*Document passage:*
A freight train derailment and the collapse of a bridge over the Yellowstone River in Montana on Saturday raised alarm as several cars carrying asphalt and molten sulfur tumbled into the river, prompting officials to take emergency measures at nearby water plants.
The incident also brought to mind for some critics the Biden administration’s plan to move forward with a railway project along the Colorado River — one that could place the drinking water of 40 million people at risk as trains transport crude oil from eastern Utah’s Uinta Basin to national rail lines.
The substances solidified quickly once exposed to the cold water in the Yellowstone River on Saturday, and Stillwater County emergency services chief David Stamey told The New York Times that the solidification could limit the potential harmful effects to the environment.
Sulfur is commonly used as an insecticide, fungicide, and rodenticide, and is often used in fertilizers.
As a precaution, water treatment plant officials in Yellowstone and Stillwater Counties temporarily shut down water intake until the material had flowed past Billings, which lies about an hour’s drive east of the derailment site. Authorities also asked residents to conserve water. About 167,000 people live in Yellowstone County while roughly 9,000 people live in Stillwater.
The freight train was operated by Montana Rail Link, whose spokesperson told the Times that two cars were also carrying sodium hydro sulfate, which can cause serious eye damage on exposure.
“Neither of these cars have entered the water and initial air quality assessments have been performed and confirmed that there is no release associated with the two cars,” the railroad said in a statement.
Ten cars in total derailed, the Times reported.
Montana Rail Link said no one was injured in the accident.
Robert Bea, a retired engineering professor at the University of California Berkeley, told the Associated Press that recent heavy rains may have played a role in the collapse of the bridge.
“The high water flow translates to high forces acting directly on the pier and, importantly, on the river bottom,” Bea told the outlet. “You can have erosion or scour that removes support from the foundation. High forces translate to a high likelihood of a structural or foundation failure that could act as a trigger to initiate the accident.”
The cause of the derailment and collapse are being investigated.
To Ted Zukoski, a senior attorney in the Center for Biological Diversity’s public lands program, the accident raised concerns about similar potential disasters along the Uinta Basin Railway, which could carry as many as five two-mile-long crude oil trains more than 100 miles each day alongside the Colorado River’s headwaters each day.
“For about 100 miles of the railroad, it is close enough to the river that if you’re sitting in a raft in the middle of it, you could throw a rock and hit the railroad, Zukoski told Lever News last month.

*Questions:*
1. List every substance that the article on the Montana train derailment says the train's cars were carrying.
2. According to the article on the Montana train derailment, which company operated the freight train?

*Extracted entries:*
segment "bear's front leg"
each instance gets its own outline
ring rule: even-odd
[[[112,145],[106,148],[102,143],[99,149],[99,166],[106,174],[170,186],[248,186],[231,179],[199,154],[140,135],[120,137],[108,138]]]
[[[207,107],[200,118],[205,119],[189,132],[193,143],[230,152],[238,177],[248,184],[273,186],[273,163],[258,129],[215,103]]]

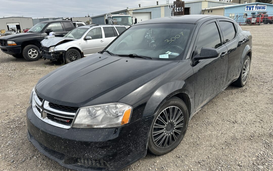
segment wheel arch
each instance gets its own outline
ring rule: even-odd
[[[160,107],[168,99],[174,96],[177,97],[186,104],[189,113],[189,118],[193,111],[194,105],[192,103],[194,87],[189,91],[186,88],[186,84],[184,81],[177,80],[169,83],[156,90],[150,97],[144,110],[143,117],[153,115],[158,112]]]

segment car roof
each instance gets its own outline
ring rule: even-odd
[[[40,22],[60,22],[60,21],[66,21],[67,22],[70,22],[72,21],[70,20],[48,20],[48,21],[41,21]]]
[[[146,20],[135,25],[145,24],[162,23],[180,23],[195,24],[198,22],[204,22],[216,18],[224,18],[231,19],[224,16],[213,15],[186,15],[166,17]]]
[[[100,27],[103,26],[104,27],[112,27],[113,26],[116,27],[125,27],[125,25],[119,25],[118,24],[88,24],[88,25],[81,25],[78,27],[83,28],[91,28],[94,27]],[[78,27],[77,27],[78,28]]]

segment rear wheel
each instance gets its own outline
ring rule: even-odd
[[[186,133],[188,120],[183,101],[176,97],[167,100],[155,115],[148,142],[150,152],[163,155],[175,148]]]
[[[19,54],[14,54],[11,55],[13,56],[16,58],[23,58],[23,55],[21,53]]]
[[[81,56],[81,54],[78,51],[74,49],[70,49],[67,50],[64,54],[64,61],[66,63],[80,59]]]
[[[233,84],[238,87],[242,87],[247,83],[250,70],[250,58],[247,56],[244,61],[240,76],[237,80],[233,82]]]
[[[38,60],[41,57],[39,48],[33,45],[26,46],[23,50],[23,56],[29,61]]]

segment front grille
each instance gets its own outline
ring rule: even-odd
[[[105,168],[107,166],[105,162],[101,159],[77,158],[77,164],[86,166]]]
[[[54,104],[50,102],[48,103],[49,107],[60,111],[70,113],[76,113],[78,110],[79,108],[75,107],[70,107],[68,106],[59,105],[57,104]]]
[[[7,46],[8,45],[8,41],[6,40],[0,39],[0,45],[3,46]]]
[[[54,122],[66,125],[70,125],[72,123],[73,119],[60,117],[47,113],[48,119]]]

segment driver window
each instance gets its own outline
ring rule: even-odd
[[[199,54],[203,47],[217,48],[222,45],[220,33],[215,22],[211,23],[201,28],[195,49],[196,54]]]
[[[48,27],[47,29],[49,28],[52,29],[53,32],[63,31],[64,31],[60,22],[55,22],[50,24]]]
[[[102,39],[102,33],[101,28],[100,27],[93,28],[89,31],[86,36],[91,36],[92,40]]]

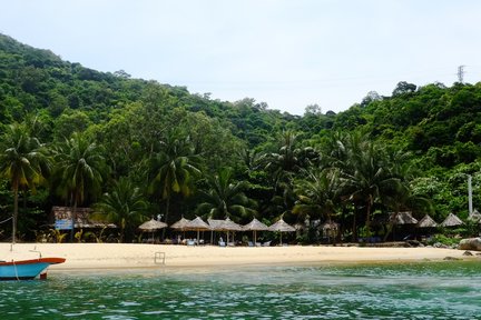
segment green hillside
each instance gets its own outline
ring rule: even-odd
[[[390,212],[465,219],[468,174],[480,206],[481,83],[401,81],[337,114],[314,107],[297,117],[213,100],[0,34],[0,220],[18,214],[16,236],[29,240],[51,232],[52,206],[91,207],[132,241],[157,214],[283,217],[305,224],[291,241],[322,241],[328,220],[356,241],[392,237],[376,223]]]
==
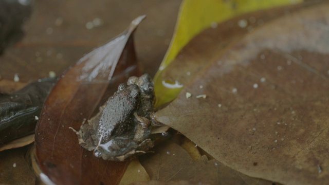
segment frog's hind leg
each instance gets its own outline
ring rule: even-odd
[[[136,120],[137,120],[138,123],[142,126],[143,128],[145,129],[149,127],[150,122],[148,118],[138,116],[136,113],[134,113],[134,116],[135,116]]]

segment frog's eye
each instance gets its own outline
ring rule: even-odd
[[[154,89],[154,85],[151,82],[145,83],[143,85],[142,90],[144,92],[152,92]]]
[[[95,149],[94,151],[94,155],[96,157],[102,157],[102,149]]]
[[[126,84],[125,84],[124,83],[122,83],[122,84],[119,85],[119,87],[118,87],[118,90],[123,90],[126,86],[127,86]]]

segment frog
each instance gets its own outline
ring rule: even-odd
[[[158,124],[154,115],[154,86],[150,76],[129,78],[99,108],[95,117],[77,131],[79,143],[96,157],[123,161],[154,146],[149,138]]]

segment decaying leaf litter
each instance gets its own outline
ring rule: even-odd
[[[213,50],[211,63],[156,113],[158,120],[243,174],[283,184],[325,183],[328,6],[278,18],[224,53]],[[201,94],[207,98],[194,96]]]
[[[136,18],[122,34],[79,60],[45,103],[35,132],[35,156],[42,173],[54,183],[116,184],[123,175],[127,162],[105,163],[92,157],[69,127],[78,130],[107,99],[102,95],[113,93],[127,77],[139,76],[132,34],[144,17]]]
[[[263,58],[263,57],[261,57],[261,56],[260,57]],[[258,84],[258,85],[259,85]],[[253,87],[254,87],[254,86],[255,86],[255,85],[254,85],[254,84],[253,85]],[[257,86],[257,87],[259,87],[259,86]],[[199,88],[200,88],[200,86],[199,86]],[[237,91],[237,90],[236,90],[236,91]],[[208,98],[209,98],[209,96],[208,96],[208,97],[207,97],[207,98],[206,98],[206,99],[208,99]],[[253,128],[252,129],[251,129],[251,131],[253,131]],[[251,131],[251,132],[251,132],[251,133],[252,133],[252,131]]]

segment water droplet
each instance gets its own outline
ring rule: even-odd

*Responses:*
1. Asphalt, molten sulfur, and sodium hydro sulfate.

2. Montana Rail Link operated the freight train.